▶ Exercise requirements
Set out every line of the records below as a numbered list, and drop any blank lines.

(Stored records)

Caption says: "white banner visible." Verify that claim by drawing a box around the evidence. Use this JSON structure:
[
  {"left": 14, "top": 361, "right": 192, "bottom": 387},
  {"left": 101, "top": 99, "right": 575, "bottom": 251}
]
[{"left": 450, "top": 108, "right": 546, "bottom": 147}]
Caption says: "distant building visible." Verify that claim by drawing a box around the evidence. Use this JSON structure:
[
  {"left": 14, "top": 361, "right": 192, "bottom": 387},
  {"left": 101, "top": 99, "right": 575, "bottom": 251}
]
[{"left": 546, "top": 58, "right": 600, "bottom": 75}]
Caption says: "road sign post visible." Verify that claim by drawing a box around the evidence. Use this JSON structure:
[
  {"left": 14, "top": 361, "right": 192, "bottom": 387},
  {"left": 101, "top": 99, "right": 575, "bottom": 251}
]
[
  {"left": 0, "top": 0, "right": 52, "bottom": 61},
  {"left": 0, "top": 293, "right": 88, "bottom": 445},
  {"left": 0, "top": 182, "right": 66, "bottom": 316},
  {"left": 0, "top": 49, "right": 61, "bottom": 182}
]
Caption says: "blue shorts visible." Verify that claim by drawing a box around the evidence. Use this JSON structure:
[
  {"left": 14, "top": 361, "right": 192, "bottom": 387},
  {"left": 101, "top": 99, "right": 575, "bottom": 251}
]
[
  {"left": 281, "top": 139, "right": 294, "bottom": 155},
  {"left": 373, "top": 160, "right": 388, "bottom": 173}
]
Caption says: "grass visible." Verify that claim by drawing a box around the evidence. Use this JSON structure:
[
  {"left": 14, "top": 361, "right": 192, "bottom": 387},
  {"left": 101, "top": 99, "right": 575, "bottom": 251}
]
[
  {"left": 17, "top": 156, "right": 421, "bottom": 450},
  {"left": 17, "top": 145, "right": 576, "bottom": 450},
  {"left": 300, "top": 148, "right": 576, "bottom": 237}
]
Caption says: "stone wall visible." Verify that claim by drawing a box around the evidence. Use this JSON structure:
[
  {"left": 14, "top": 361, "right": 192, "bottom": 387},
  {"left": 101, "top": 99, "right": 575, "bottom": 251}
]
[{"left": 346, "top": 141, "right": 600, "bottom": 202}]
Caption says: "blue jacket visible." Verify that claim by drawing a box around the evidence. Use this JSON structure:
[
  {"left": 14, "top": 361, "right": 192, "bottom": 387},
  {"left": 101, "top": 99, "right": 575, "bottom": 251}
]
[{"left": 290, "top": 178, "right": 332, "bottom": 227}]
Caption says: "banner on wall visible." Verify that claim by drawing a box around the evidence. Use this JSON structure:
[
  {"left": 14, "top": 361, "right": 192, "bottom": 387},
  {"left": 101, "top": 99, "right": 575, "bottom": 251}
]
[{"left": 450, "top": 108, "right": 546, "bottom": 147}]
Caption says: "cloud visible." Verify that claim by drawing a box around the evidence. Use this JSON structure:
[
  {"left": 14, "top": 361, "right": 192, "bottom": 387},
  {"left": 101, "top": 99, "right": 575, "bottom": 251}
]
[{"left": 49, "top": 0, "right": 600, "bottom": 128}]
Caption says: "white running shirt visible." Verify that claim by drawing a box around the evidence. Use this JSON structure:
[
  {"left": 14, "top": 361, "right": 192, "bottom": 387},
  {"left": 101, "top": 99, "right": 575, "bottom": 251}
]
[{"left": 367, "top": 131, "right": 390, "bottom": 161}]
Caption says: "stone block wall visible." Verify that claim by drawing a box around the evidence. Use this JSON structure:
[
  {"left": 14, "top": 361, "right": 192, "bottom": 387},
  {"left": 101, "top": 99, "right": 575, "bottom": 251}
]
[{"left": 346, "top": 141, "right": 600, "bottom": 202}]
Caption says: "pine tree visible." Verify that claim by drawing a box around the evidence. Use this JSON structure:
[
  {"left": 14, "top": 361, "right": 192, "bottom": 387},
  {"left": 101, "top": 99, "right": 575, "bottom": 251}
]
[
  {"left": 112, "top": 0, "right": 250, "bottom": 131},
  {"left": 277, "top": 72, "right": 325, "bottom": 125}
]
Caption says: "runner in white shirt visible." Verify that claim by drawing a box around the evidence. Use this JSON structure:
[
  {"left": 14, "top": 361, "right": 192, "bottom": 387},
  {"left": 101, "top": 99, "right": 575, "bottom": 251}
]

▶ Exercise answer
1. Caption says: "white banner visible." Verify that claim by drawing a box around the evidence. Use this JSON structure:
2. [
3.   {"left": 14, "top": 361, "right": 192, "bottom": 387},
4.   {"left": 101, "top": 99, "right": 575, "bottom": 251}
5. ]
6. [{"left": 450, "top": 108, "right": 546, "bottom": 147}]
7. Caption says: "distant building visible." Verify that claim by drawing a box around the evidence. Use this JSON structure:
8. [
9.   {"left": 14, "top": 361, "right": 192, "bottom": 387},
10.   {"left": 101, "top": 99, "right": 575, "bottom": 251}
11. ]
12. [{"left": 546, "top": 58, "right": 600, "bottom": 75}]
13. Caption says: "road sign post visible." Verify that claim by drawing a box around the evidence. Use this JSON structure:
14. [
15.   {"left": 14, "top": 361, "right": 192, "bottom": 387},
16.   {"left": 101, "top": 99, "right": 575, "bottom": 251}
17. ]
18. [
19.   {"left": 0, "top": 0, "right": 52, "bottom": 61},
20.   {"left": 0, "top": 293, "right": 88, "bottom": 445},
21.   {"left": 0, "top": 182, "right": 66, "bottom": 316},
22.   {"left": 0, "top": 49, "right": 61, "bottom": 182}
23. ]
24. Caption says: "blue shorts visible." Verify that claim by drawing a box around the evidence. Use this JSON structure:
25. [
26.   {"left": 14, "top": 361, "right": 192, "bottom": 387},
27.   {"left": 101, "top": 99, "right": 575, "bottom": 251}
28. ]
29. [
30.   {"left": 281, "top": 139, "right": 294, "bottom": 155},
31.   {"left": 373, "top": 160, "right": 388, "bottom": 173}
32. ]
33. Caption says: "grass visible." Verify that claim by drawing a box around the evidence. Use this JSON structure:
34. [
35.   {"left": 14, "top": 361, "right": 192, "bottom": 387},
36.   {"left": 101, "top": 99, "right": 575, "bottom": 251}
37. ]
38. [
39.   {"left": 17, "top": 156, "right": 421, "bottom": 450},
40.   {"left": 17, "top": 145, "right": 576, "bottom": 450},
41.   {"left": 300, "top": 148, "right": 576, "bottom": 237}
42. ]
43. Caption says: "stone wall visible." Verify that claim by drawing a box around the evidence. Use this JSON structure:
44. [
45.   {"left": 14, "top": 361, "right": 192, "bottom": 387},
46.   {"left": 101, "top": 99, "right": 575, "bottom": 251}
47. ]
48. [{"left": 346, "top": 141, "right": 600, "bottom": 202}]
49. Caption says: "blue jacket visible." Verify that claim by drawing a box around the evidence. Use this JSON structure:
50. [
51.   {"left": 14, "top": 361, "right": 192, "bottom": 387},
52.   {"left": 101, "top": 99, "right": 575, "bottom": 251}
53. ]
54. [{"left": 290, "top": 178, "right": 332, "bottom": 227}]
55. Caption says: "banner on wall visible." Verify that claim by drawing a box around the evidence. Use this JSON structure:
56. [
57.   {"left": 14, "top": 361, "right": 192, "bottom": 387},
58.   {"left": 101, "top": 99, "right": 575, "bottom": 251}
59. ]
60. [{"left": 450, "top": 108, "right": 546, "bottom": 147}]
61. Caption says: "cloud visible." Verify that claim by drawing a box around the evidence. Use this JSON structure:
62. [
63.   {"left": 14, "top": 361, "right": 192, "bottom": 387},
64.   {"left": 101, "top": 99, "right": 575, "bottom": 251}
65. ]
66. [{"left": 49, "top": 0, "right": 600, "bottom": 128}]
67. Caption says: "white running shirt visible." Verify that claim by drawing a box around the evidence. Use this JSON structure:
68. [
69.   {"left": 14, "top": 361, "right": 192, "bottom": 387},
70.   {"left": 101, "top": 99, "right": 575, "bottom": 251}
71. ]
72. [{"left": 367, "top": 131, "right": 390, "bottom": 161}]
73. Caption says: "stone block wall visible." Verify that claim by drawing a box around the evidence. Use this JSON structure:
74. [
75.   {"left": 14, "top": 361, "right": 192, "bottom": 387},
76.   {"left": 101, "top": 99, "right": 575, "bottom": 251}
77. ]
78. [{"left": 346, "top": 141, "right": 600, "bottom": 202}]
79. Caption says: "pine tree visible." Verify that claim by drawing a box around the evidence. Use this JSON structure:
80. [
81.   {"left": 14, "top": 361, "right": 192, "bottom": 387},
82.   {"left": 101, "top": 99, "right": 575, "bottom": 251}
83. ]
84. [
85.   {"left": 112, "top": 0, "right": 250, "bottom": 131},
86.   {"left": 277, "top": 72, "right": 325, "bottom": 125}
87. ]
88. Caption says: "runner in white shirt visible." Verify that claim by drawing a box around the evidence. Use this JSON structure:
89. [
90.   {"left": 14, "top": 361, "right": 192, "bottom": 387},
91.   {"left": 101, "top": 99, "right": 575, "bottom": 251}
92. ]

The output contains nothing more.